╭─ PASSAGE SHOWN
Showing posts with label tulip tree. Show all posts
Showing posts with label tulip tree. Show all posts

Saturday, December 29, 2007

Tulip Trees

Tulip trees reserve their charms for those who seek them out. Demure in all seasons, tulip trees are now discreetly displaying their unusual fruits.



The fruits hang on into the winter even after dispersing their winged seeds into the wind. Spring brings the "tulips", pale yellow blooms tinged with orange and green. Their unassertive colors can blend into the foliage and fail to catch your eye. But when you spot the flowers unexpectedly you are rewarded with the feeling of having discovered a secret.



Once you have seen a tulip tree leaf, you will never mistake it for that of another species. The distinctive shape has been described as that of a maple leaf with its tip cut off. The leaves turn a handsome yellow in the fall.



There is a massive and beautiful tulip tree at 443 Stelle Avenue near the corner of Field.
╰─
In the passage on tulip trees, how has the shape of a tulip tree leaf been described? The records were taken from a different source than the passage on tulip trees.
╭─ DATASET EXTRACT
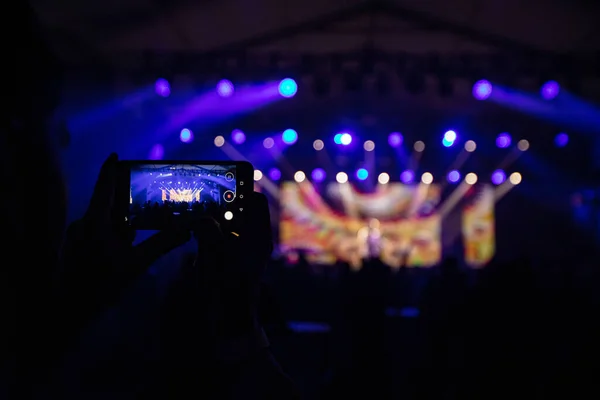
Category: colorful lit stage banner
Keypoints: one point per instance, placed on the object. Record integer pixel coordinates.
(398, 223)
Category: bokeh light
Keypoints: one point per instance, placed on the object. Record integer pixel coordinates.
(341, 177)
(383, 178)
(289, 136)
(498, 177)
(238, 136)
(482, 89)
(288, 87)
(186, 136)
(225, 88)
(299, 176)
(318, 175)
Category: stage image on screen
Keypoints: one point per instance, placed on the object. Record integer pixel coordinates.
(161, 193)
(397, 223)
(478, 227)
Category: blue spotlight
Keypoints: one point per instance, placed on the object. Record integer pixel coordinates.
(288, 87)
(289, 136)
(362, 174)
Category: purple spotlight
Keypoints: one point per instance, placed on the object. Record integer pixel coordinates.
(453, 176)
(561, 140)
(395, 139)
(482, 89)
(498, 177)
(186, 136)
(407, 176)
(503, 140)
(225, 88)
(274, 174)
(162, 87)
(550, 90)
(318, 175)
(238, 136)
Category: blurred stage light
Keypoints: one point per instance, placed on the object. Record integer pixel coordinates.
(341, 177)
(268, 143)
(471, 178)
(498, 177)
(453, 176)
(515, 178)
(503, 140)
(219, 141)
(383, 178)
(299, 176)
(238, 136)
(407, 176)
(523, 145)
(561, 140)
(470, 146)
(289, 136)
(318, 174)
(419, 146)
(186, 136)
(162, 87)
(362, 174)
(482, 89)
(225, 88)
(288, 87)
(550, 90)
(395, 139)
(274, 174)
(427, 178)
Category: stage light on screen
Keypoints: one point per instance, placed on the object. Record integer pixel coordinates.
(318, 175)
(503, 140)
(498, 177)
(268, 143)
(471, 178)
(186, 136)
(225, 88)
(407, 176)
(453, 176)
(561, 140)
(341, 177)
(383, 178)
(470, 146)
(238, 136)
(523, 145)
(299, 176)
(515, 178)
(288, 87)
(482, 89)
(162, 87)
(550, 90)
(289, 136)
(219, 141)
(427, 178)
(395, 139)
(362, 174)
(274, 174)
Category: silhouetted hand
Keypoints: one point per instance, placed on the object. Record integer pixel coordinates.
(98, 258)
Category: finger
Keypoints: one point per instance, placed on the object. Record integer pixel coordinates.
(102, 197)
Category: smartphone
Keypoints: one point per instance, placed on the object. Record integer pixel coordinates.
(153, 195)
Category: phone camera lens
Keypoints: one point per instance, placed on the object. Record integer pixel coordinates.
(229, 196)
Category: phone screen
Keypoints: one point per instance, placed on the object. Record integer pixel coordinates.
(163, 194)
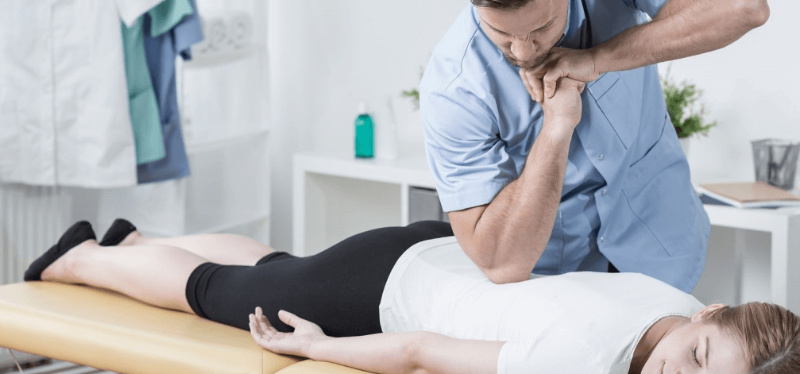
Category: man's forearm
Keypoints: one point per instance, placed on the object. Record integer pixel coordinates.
(513, 230)
(682, 28)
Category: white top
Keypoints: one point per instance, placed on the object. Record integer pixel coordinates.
(572, 323)
(64, 116)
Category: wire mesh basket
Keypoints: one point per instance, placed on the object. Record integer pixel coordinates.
(776, 161)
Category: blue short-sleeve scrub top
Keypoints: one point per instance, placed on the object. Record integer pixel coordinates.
(627, 195)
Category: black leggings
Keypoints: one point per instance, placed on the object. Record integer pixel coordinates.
(339, 289)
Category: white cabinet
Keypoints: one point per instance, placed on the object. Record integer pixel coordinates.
(337, 195)
(783, 227)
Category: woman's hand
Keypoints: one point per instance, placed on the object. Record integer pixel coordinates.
(295, 343)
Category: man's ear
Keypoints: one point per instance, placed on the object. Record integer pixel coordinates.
(702, 314)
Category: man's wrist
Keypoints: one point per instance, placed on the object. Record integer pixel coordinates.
(599, 55)
(558, 128)
(315, 345)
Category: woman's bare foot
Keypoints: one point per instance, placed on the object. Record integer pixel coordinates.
(63, 269)
(130, 239)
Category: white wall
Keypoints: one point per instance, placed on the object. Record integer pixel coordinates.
(328, 55)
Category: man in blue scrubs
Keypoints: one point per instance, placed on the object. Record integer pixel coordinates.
(548, 134)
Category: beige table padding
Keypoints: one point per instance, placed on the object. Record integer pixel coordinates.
(110, 331)
(319, 368)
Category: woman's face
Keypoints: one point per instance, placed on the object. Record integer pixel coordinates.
(697, 347)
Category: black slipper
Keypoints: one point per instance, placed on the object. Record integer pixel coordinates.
(76, 234)
(118, 231)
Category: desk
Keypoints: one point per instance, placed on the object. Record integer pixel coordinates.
(784, 227)
(337, 195)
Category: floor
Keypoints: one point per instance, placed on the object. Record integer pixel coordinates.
(31, 364)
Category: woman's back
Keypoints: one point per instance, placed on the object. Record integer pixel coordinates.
(577, 322)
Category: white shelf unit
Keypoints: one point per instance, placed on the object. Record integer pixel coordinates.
(783, 226)
(337, 195)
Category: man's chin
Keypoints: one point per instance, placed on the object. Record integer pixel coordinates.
(527, 64)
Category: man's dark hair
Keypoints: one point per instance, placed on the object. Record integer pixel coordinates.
(500, 4)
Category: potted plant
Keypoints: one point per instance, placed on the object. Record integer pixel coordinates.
(684, 110)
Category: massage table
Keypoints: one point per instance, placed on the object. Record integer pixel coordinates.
(110, 331)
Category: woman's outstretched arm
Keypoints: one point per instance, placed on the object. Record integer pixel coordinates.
(414, 352)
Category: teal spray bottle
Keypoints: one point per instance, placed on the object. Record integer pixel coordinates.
(365, 133)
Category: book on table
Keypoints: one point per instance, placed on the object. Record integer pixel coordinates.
(747, 195)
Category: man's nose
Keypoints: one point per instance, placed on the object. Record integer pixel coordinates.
(523, 50)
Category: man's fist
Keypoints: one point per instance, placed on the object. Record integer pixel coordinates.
(541, 81)
(565, 106)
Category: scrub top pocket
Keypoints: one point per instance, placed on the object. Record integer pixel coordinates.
(613, 98)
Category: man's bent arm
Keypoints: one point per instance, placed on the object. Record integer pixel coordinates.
(508, 236)
(682, 28)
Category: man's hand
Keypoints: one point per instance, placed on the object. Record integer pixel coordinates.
(295, 343)
(541, 81)
(565, 106)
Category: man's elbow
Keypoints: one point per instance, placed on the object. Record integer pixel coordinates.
(755, 13)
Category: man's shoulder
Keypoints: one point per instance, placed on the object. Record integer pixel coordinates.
(463, 53)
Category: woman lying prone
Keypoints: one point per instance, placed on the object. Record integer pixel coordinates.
(407, 299)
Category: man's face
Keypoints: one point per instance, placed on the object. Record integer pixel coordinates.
(526, 35)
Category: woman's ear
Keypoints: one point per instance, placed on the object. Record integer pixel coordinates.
(702, 314)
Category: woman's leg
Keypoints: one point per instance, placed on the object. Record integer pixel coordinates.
(224, 249)
(154, 274)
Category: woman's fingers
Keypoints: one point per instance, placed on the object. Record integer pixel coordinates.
(289, 318)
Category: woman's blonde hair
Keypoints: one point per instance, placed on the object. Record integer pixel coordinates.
(770, 335)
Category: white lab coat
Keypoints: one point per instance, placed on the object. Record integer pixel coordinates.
(64, 116)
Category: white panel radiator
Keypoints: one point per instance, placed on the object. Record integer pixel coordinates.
(31, 221)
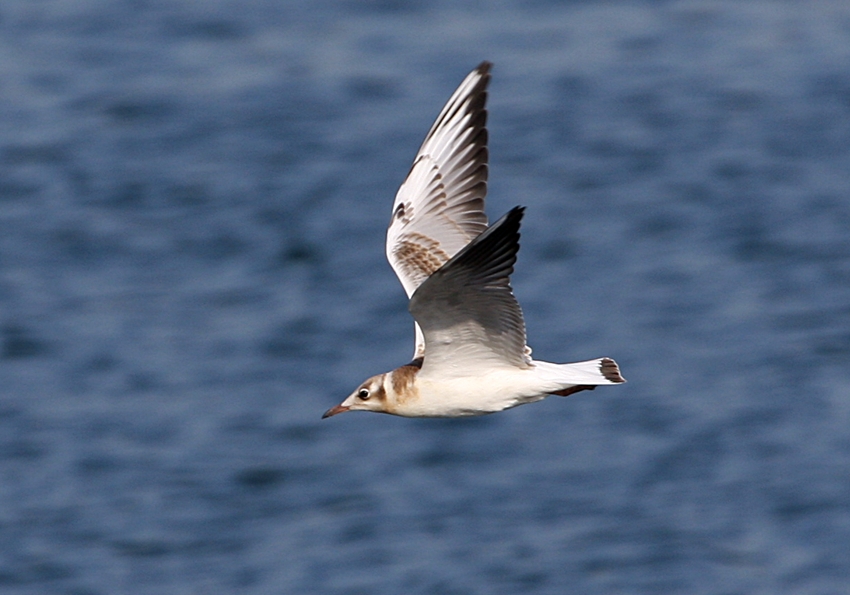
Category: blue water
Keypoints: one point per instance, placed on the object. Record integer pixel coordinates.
(193, 197)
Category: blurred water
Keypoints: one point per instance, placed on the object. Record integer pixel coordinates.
(192, 204)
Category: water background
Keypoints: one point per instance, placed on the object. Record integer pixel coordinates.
(193, 197)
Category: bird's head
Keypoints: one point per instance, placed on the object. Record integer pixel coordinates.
(369, 396)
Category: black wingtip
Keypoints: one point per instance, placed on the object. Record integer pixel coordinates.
(484, 67)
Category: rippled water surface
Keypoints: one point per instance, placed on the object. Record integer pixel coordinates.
(193, 197)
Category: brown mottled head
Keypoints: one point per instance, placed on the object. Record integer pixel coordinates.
(369, 396)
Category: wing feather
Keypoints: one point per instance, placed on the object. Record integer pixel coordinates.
(467, 309)
(439, 208)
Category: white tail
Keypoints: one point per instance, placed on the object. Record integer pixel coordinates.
(570, 378)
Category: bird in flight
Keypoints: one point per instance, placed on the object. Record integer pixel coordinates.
(470, 356)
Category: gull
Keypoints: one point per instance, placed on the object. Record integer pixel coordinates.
(470, 355)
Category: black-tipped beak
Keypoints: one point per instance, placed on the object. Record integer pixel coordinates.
(335, 410)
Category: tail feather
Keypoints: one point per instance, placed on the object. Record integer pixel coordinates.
(571, 378)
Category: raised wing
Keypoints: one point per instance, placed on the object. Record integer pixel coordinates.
(467, 309)
(439, 208)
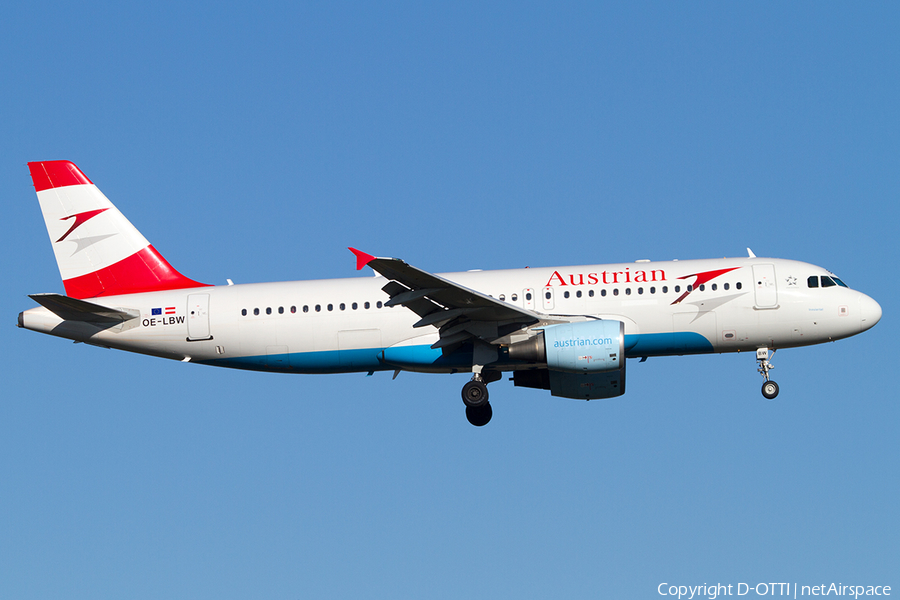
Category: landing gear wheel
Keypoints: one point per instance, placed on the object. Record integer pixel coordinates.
(475, 394)
(481, 415)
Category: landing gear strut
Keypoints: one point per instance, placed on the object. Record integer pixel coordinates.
(770, 388)
(475, 397)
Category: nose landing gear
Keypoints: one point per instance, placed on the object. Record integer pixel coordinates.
(770, 388)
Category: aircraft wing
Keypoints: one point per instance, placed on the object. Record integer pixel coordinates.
(461, 314)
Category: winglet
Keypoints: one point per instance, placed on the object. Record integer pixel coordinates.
(362, 259)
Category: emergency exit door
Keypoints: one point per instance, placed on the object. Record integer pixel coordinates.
(198, 317)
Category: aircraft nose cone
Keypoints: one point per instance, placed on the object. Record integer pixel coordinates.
(869, 312)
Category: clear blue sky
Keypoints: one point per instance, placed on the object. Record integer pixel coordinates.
(257, 141)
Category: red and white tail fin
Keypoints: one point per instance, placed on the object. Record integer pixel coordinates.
(98, 251)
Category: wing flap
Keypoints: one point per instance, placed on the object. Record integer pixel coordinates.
(461, 314)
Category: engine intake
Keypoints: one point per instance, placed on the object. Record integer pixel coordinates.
(583, 347)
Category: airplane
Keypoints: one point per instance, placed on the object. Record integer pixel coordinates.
(568, 330)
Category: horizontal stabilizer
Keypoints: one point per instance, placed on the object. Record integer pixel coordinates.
(72, 309)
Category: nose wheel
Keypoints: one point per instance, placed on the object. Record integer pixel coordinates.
(770, 388)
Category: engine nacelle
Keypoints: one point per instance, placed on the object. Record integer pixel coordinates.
(582, 347)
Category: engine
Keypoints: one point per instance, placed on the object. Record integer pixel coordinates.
(584, 360)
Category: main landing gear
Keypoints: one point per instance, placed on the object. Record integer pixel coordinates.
(770, 388)
(475, 397)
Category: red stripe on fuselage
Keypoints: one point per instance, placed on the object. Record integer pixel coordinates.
(143, 271)
(56, 173)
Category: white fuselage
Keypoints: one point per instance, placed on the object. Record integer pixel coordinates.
╰─
ANSWER TO THE EXERCISE: As a maple leaf with its tip cut off.